**Problem to solve**
Rescale the rows below, from the line that contains "Thank you for the photograph. Please indicate the brown" through the end of the rows, both ends included. Repeat every line, requests included, multiplying each point coordinate in the answers by 2.4 and rounding to a whole number with halves rounded up, and give only that stretch.

**Supplied data**
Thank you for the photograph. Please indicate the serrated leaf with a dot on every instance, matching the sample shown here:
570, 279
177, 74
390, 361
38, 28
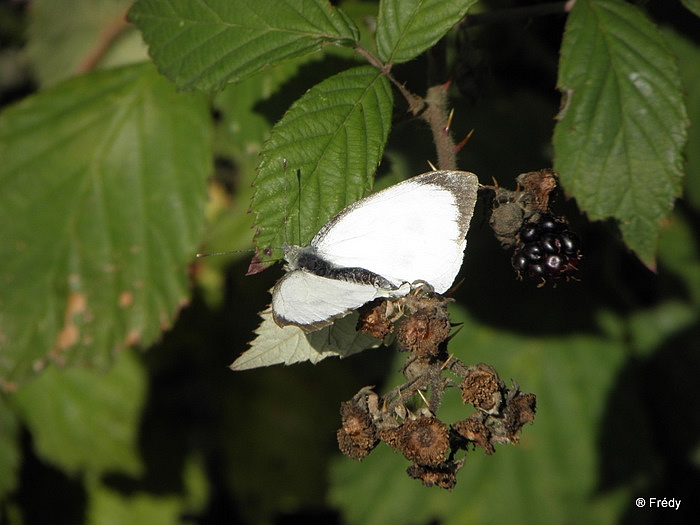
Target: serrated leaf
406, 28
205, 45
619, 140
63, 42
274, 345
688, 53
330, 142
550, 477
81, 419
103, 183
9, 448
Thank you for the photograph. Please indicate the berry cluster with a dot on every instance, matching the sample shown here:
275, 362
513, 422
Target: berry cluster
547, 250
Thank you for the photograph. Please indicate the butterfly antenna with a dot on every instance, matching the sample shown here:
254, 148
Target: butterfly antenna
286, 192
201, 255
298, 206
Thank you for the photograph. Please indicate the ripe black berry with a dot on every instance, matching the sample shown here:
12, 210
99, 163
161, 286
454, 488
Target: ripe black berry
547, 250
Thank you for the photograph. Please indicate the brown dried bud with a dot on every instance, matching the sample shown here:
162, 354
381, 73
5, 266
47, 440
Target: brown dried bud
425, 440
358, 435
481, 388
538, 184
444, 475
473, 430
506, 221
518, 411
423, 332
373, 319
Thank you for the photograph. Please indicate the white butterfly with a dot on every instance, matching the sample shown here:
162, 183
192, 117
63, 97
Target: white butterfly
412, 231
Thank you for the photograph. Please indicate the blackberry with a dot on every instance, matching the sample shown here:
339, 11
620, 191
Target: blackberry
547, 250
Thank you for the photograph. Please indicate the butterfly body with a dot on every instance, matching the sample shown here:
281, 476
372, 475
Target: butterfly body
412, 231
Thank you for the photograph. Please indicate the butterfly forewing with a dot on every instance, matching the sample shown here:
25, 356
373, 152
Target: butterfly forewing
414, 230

**Answer to the problem**
Thank you for the photograph. Please indicate the brown dried bud with a dot on every instance, matching the sample shown here:
162, 354
381, 73
5, 266
47, 440
Target: brown dried bud
1020, 1056
859, 1044
1154, 931
1291, 442
1066, 1140
1135, 1032
1214, 530
1243, 986
1015, 797
895, 766
Thank you for the photograph. Please indicate the white butterfly with a dot on every instance, matching the sample shown here:
162, 183
192, 117
63, 97
Target: white butterfly
989, 554
Thank you for the photograph. Please indicate the blackberry with a dot on every instance, matching the sample shown here:
339, 11
620, 191
Target: blackberry
1313, 600
Thank you for the photograph. Please indicate the butterfly body with a dot on every instance, matching the sample shown here:
281, 476
372, 475
Target: butterfly body
989, 554
Thank you for the photograph. Please indicate the butterfly forewing with a dot on every instance, matching the sample shown here:
25, 356
373, 152
Target: butterfly forewing
994, 552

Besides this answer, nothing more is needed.